HOW TO COMPLETE THIS TASK — Go through the lines below and retype each one exactly.

ENTRIES SHOWN —
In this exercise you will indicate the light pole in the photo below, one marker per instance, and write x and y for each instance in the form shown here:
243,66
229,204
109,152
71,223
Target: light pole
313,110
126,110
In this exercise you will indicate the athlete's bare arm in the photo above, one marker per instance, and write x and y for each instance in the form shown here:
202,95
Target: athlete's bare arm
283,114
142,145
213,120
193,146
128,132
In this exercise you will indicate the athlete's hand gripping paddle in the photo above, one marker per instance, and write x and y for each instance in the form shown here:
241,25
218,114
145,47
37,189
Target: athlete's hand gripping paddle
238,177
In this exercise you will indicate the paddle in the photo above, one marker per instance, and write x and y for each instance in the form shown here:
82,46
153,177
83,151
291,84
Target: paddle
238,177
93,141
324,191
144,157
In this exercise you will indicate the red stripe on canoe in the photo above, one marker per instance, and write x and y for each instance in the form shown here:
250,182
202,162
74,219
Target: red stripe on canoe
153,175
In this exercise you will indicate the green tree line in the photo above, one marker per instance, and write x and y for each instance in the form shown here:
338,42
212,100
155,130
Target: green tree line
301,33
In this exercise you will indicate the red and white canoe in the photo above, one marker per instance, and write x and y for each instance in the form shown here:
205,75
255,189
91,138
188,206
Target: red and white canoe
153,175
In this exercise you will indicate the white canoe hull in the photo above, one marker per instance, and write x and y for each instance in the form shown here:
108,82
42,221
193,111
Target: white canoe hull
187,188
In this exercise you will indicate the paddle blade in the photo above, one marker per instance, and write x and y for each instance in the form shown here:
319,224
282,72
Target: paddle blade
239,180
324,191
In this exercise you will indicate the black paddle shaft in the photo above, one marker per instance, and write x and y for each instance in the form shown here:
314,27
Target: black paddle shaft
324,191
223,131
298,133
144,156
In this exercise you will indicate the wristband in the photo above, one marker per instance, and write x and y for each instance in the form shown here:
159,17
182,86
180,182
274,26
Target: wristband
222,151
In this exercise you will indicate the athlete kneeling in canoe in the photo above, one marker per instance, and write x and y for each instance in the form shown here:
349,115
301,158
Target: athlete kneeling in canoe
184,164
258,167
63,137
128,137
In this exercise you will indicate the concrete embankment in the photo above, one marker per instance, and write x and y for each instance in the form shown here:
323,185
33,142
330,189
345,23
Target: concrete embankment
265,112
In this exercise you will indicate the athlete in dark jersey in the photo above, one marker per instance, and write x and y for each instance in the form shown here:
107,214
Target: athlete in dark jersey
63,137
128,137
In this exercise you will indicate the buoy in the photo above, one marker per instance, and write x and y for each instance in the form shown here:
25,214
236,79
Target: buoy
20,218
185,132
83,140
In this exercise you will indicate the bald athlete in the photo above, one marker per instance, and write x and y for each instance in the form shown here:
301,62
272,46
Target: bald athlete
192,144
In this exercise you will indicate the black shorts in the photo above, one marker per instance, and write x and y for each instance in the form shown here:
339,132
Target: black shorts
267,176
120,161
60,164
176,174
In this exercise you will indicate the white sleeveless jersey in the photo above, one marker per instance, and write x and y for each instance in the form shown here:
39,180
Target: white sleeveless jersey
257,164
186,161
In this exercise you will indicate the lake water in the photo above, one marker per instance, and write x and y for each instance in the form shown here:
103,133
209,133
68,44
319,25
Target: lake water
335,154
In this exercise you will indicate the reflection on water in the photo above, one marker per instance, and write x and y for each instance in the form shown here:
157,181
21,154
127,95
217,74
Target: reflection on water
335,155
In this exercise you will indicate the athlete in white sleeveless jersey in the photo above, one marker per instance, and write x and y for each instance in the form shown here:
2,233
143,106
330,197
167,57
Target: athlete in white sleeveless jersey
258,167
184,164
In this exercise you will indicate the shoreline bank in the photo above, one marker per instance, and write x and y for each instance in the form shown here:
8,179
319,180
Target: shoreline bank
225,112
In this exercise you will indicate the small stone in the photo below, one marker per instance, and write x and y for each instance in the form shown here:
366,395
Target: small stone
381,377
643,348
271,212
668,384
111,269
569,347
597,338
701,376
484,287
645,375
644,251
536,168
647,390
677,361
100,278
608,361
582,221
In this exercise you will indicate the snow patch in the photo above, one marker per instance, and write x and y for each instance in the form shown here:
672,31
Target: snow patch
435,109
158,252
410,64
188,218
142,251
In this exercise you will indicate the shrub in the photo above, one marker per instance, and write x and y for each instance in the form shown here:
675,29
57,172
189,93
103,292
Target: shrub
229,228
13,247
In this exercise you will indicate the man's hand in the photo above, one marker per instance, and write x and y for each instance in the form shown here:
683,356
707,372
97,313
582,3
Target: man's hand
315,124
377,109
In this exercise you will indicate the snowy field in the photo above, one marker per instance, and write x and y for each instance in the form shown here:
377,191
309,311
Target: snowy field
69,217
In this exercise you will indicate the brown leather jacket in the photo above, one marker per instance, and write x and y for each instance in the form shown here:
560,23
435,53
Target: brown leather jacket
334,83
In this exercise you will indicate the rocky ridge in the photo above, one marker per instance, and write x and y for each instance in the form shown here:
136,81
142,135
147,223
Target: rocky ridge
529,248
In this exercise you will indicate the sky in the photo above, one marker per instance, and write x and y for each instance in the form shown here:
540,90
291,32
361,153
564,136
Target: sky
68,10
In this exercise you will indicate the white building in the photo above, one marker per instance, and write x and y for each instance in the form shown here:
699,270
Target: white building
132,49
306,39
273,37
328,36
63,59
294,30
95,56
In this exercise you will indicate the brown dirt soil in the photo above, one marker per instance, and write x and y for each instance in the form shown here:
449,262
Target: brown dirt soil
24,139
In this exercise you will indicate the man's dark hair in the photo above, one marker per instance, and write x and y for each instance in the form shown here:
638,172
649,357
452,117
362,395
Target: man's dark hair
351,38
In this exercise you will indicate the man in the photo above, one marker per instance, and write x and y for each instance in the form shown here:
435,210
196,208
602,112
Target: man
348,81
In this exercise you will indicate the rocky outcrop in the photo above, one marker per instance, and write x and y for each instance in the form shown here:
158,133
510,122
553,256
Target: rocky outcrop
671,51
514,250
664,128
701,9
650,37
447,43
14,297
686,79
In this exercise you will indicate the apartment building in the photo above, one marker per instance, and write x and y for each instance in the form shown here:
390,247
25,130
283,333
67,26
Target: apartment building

RESULT FOR THIS TASK —
In this exercise you will indicate the light pole in the photo below, one marker per instance, and write x and y for each instance in the form shown here:
243,66
229,204
109,152
71,223
Target: light pole
313,110
126,110
In this exercise you will indicate the athlete's bare arm in the photo above, one marker per instance, and write x and y for each instance in the form shown here:
202,95
Target: athlete's bare arm
283,114
142,145
213,120
193,146
128,132
In this exercise you will indicate the athlete's hand gripping paddle in the photo above, one marker per instance, and write x and y for each instance in the form shown here:
241,25
218,114
145,47
37,189
Target: athlete's hand gripping paddle
238,177
In this exercise you will indicate the paddle in the photo above, one marker per instance, and write x and y for each instance in the form shown here:
82,46
153,177
83,151
291,84
Target: paddle
238,177
93,141
324,191
144,157
In this exercise you will indicate the red stripe on canoe in the photo above, one marker per instance, and write x and y for each instance in the form shown here:
250,182
202,162
74,219
Target: red stripe on canoe
153,175
In this exercise you will indicate the green tree line in the photo above, one marker per instance, and write x and y for each instance in the form shown here:
338,42
212,100
155,130
Target: green tree line
301,33
In this exercise you will indicate the red and white canoe in the photo above, one marker per instance, and write x and y for each instance in the form shown here:
205,75
255,189
91,138
188,206
Target: red and white canoe
153,175
In this exercise you will indicate the white canoe hull in the photo above, one marker per instance, and write x and y for each instance in the form shown here:
108,82
42,221
193,111
Target: white canoe hull
187,188
In this exercise you will indicate the paddle blade in the photo above, one marker per instance, and write x and y for each instance in the form shown here:
319,224
282,72
Target: paddle blade
239,180
324,191
In this exercise you will indicate the black paddle shaft in the photo above, one marker per instance, and write x and y for each instance in the form shown here:
314,27
Target: black paddle shaft
324,191
223,131
298,133
144,156
In this exercise you will indicate the wristband in the photo above, one marker per instance, and write x and y for each instance in the form shown here:
159,17
182,86
180,182
274,26
Target: wristband
222,151
In this exercise you will indicate the athlete kneeling in canoe in the photo above, one marker per instance, and write x and y for each instance in the form shown here:
349,115
301,158
Target: athlete kneeling in canoe
184,164
258,167
63,137
128,137
In this exercise you will indicate the concrete embankment in the photo above, one marker per instance, and write x and y for each instance in the form shown here:
323,185
33,142
330,189
345,23
Target: concrete embankment
265,112
In this exercise you will indicate the athlete in dark jersey in the photo above, one marker per instance, and write x and y for each instance in the form shown here:
107,214
Target: athlete in dark jersey
63,137
128,137
In this exercise you will indicate the buoy in the photo above, one marker per instance, and write x and y for each instance in the form shown here:
25,214
236,79
Target: buoy
20,218
185,132
83,140
In this exercise you will indicate the bald athlete in the photo above, one marker per instance, and write x and y for each instance in the form shown here:
301,62
272,46
Target: bald athlete
192,144
In this exercise you will indicate the black shorts in the photo above, one marker per instance, and write x and y for each instance in the form shown here:
339,132
Target: black shorts
267,176
120,161
60,164
176,174
In this exercise you will indicate the white sleeveless jersey in the photo above, one marker per instance, and write x and y for each instance in the form shown here:
39,180
Target: white sleeveless jersey
257,164
186,161
In this exercise you will indicate the lake water in the photo above, one marker per instance, and write x and y for each instance in the form shown here:
103,133
209,133
68,44
319,25
Target: lake water
335,154
In this exercise you will indicate the reflection on water in the photo above, one marker per instance, and write x and y for each instance in the form shown here:
157,181
21,154
127,95
217,74
Target: reflection on water
335,155
In this exercise you will indicate the athlete in white sleeveless jersey in the photo above, one marker per instance, and write x and y for each instance in the form shown here:
2,233
143,106
330,197
167,57
Target: athlete in white sleeveless jersey
258,167
184,164
In this exercise you will indicate the shoreline bank in the photo above, one marker per instance, and write x and y for each instance in the form shown here:
8,179
319,180
Target: shoreline bank
225,112
In this exercise you will indicate the small stone in the photo below, one marker per instance, and write x and y for each instance in the form shown here:
366,395
Target: small stone
381,377
643,348
271,212
668,384
111,269
569,347
597,338
701,376
484,287
645,375
644,251
536,168
647,390
677,361
100,278
608,361
582,221
In this exercise you will indicate the snow patch in the photo above, one marker per instance, and write x and y for each instance in the form shown here:
672,31
Target: snow patch
435,109
158,252
410,64
188,218
142,251
In this exercise you will indicate the shrub in the photo above, one marker per instance, and write x and y for each instance in the form shown here:
675,29
57,172
189,93
103,292
Target: shrub
229,228
13,247
In this exercise you will indicate the man's hand in the photo above, one marker per instance, and write x and y for each instance in the form shown here:
683,356
707,372
97,313
582,3
Target: man's hand
315,124
377,109
In this exercise you will indicate the snowy field in the photo above, one marker per instance, and write x and y for each instance in the form shown here:
377,191
309,311
Target: snowy field
69,217
In this exercise you will indicate the brown leather jacket in the photo above, one marker per instance, and write x and y for each instance in the form shown here:
560,23
435,53
Target: brown leather jacket
334,83
In this exercise you will indicate the rocky ridge in the photo above, one marker per instance, and write x and y for each instance in the form shown here:
136,81
142,135
147,223
Target: rocky ridge
529,248
In this exercise you will indicate the sky in the photo above, one marker per instance, and write x and y for each instance in the form shown here:
540,90
291,32
361,153
564,136
Target: sky
68,10
In this exercise you will indicate the white building in the photo above, one marker per instance, and write x and y for each instance in the form shown here:
699,270
Target: white building
132,49
306,39
273,37
328,36
63,59
294,30
95,56
In this exercise you will indicate the brown dirt soil in the photo above, one marker per instance, and write x and y for each instance in the form shown here:
449,262
Target: brown dirt soil
24,139
In this exercise you will indicate the man's dark hair in the photo above, one marker per instance, and write x and y for each instance in the form shown here:
638,172
649,357
452,117
362,395
Target: man's dark hair
351,38
In this exercise you will indicate the man in the photo above, one marker per instance, and write x and y for each instance in the form shown here:
435,210
196,208
602,112
Target: man
348,81
In this exercise you will indicate the rocky outcrop in the photo above, one marker per instance, and write x and y for each instance in the form shown here:
158,133
510,122
553,256
Target: rocky outcrop
671,51
514,250
664,128
701,9
650,37
447,43
14,297
686,79
In this exercise you will indicate the apartment building in the photo above, one marker per instance, and write x and y for each instance in the form shown here:
390,247
25,130
283,333
67,26
Target: apartment building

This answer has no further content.